### Natural-language object grounding data

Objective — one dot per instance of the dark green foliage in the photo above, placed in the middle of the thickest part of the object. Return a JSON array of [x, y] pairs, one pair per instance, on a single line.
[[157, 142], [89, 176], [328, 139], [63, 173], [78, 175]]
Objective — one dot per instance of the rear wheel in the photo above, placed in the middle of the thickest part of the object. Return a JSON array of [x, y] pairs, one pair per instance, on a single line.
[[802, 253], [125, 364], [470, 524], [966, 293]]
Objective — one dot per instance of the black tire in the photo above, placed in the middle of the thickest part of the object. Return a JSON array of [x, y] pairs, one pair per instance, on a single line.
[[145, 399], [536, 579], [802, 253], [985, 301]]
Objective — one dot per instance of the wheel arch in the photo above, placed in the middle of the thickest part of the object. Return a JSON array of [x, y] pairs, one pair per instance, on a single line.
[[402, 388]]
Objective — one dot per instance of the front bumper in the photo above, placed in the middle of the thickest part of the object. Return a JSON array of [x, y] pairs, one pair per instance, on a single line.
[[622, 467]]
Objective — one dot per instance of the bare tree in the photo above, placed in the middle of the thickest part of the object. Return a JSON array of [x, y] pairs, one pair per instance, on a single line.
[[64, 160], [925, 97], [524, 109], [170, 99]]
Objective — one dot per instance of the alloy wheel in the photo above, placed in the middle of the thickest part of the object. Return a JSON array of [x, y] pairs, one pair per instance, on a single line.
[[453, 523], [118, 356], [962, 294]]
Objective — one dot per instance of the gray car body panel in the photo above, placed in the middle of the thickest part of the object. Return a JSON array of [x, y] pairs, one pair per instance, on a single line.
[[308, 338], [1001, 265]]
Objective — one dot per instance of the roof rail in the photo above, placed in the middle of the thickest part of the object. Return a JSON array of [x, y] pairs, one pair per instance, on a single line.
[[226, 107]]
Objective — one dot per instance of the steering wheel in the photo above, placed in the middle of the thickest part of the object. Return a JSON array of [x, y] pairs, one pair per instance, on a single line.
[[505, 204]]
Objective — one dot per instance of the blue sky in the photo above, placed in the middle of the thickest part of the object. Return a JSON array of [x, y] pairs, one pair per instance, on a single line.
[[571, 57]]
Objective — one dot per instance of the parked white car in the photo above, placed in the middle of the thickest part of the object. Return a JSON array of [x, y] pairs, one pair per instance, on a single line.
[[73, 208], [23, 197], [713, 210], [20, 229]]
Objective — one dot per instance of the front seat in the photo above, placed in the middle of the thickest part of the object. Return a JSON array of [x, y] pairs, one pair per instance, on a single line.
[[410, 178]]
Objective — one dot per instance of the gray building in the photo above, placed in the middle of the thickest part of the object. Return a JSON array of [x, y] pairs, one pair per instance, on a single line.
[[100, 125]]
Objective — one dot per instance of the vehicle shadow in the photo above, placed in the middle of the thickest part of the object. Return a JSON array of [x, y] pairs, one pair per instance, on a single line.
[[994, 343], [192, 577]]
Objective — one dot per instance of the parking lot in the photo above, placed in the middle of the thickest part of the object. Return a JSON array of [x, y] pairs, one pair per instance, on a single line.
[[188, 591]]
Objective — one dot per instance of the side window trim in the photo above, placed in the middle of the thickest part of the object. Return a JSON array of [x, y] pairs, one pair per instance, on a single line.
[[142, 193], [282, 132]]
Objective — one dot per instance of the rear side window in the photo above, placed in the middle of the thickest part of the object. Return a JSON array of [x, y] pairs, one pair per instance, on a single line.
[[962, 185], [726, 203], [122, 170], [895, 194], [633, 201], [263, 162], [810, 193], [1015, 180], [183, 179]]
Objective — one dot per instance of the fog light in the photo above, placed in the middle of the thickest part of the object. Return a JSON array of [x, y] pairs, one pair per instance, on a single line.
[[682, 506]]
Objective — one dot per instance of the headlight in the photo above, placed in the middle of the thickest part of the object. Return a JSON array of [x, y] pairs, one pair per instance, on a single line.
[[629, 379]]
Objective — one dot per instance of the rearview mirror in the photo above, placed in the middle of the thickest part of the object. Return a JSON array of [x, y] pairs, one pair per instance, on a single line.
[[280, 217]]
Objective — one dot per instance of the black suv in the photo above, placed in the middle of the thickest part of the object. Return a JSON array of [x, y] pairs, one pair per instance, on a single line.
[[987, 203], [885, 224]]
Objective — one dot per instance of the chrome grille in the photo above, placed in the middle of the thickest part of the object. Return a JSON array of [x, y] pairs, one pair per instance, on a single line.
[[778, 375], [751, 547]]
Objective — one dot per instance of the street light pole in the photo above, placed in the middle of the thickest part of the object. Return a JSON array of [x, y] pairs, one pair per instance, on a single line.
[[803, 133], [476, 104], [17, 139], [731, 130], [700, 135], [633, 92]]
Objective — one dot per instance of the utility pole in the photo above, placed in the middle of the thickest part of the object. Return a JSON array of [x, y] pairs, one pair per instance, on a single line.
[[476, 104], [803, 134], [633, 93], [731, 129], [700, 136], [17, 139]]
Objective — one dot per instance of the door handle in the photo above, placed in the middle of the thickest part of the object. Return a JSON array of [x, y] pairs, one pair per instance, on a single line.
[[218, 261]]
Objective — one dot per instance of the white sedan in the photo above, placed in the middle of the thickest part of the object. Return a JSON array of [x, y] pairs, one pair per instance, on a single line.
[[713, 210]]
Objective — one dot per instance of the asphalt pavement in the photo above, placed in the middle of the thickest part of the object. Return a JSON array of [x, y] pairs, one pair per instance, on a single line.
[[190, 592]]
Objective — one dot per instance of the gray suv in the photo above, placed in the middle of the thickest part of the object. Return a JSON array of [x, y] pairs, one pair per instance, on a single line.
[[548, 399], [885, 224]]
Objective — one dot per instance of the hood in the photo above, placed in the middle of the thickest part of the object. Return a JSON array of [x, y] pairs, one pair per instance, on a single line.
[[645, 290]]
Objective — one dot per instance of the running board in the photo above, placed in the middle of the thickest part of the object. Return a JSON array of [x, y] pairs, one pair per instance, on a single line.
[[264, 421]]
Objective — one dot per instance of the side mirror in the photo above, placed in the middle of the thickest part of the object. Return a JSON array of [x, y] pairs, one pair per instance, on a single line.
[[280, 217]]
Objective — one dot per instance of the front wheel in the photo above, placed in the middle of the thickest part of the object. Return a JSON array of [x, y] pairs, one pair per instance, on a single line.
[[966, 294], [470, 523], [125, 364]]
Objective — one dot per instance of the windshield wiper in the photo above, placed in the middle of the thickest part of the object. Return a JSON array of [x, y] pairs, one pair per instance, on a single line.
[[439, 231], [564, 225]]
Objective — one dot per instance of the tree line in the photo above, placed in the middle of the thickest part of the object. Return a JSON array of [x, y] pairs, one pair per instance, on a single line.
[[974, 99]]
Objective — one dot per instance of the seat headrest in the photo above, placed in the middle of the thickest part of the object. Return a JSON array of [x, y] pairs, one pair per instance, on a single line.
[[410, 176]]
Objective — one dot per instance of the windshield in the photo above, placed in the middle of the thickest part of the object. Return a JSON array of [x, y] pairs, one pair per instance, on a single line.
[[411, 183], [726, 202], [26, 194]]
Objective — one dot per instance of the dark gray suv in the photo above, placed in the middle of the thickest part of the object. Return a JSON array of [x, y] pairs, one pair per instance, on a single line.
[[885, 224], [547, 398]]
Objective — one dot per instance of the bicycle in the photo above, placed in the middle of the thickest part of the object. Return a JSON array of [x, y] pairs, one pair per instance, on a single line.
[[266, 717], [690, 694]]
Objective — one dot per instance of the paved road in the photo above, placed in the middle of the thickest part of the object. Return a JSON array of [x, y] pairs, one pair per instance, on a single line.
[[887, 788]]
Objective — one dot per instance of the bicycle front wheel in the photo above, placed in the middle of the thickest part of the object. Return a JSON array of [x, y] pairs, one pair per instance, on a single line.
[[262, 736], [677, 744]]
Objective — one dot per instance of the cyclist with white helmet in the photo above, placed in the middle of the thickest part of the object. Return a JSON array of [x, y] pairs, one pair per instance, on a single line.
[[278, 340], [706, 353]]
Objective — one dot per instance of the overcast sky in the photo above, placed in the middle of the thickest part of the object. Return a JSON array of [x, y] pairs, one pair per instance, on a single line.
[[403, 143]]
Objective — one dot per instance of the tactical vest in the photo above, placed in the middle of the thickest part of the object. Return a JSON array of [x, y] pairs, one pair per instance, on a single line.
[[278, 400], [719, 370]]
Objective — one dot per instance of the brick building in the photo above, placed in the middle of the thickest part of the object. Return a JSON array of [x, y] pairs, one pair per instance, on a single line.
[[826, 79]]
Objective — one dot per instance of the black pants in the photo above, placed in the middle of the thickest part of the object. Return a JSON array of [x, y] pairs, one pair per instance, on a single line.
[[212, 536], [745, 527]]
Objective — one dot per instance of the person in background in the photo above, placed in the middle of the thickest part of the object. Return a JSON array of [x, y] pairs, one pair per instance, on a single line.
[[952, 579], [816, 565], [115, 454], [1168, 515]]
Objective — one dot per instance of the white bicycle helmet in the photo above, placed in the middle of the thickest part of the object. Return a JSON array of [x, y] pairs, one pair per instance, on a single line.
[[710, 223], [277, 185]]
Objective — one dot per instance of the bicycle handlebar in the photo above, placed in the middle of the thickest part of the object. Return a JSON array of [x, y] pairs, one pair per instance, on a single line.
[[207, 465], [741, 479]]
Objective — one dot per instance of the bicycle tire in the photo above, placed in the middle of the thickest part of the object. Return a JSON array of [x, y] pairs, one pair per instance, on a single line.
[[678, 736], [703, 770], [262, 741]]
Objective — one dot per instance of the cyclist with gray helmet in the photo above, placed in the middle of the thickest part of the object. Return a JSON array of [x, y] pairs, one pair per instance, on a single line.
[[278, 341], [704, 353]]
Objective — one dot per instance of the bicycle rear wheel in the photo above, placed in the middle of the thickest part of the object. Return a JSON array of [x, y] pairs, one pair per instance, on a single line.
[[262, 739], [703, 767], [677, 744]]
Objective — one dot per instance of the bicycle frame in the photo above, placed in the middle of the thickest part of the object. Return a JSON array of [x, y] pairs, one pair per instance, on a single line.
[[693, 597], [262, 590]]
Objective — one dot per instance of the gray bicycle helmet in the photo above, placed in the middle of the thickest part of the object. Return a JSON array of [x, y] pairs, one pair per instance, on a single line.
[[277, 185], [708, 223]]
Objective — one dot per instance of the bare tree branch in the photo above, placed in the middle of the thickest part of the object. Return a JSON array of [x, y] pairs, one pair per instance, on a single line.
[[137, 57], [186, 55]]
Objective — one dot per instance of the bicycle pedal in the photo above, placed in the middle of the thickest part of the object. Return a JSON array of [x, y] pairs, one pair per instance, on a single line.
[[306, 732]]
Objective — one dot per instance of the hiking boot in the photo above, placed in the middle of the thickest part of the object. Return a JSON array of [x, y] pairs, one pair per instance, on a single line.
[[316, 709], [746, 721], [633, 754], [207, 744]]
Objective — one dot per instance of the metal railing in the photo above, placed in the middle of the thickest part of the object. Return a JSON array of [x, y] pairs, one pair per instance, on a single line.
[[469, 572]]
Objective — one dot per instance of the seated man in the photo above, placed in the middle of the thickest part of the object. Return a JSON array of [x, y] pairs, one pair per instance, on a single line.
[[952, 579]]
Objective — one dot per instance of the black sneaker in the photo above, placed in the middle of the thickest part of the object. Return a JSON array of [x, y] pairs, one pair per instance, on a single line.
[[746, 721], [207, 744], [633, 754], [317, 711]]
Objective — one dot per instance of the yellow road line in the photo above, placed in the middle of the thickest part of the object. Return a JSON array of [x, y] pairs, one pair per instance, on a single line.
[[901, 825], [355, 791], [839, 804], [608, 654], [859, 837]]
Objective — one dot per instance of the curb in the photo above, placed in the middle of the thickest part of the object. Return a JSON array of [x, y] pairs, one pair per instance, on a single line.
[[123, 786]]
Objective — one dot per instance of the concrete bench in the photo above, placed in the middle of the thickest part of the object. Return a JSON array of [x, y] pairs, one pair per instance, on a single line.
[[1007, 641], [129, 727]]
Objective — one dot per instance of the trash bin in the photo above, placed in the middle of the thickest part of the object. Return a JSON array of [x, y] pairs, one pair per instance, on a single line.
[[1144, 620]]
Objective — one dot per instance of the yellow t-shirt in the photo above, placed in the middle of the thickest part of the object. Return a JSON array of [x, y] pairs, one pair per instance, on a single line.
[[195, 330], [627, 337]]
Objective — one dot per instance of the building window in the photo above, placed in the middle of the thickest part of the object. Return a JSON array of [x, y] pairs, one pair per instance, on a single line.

### What the exercise asks
Once you reach the line that contains "Objective — one dot per instance of the yellow t-shirt", print it and every line after it exactly as written, stopping at the last line of the records and adding nothing.

### Task result
Objective — one dot per instance of the yellow t-shirt in the photo above, placed in the middle of the thickest part of the object. Return a JSON array of [x, y] pairs, one pair per instance, on a single line.
[[195, 330], [627, 337]]
Objective — one dot per instance of the building window in the photo above, placed in the middle of the thickest part of the object. Return a JSON array of [x, y] pairs, one pair per instance, on a single line.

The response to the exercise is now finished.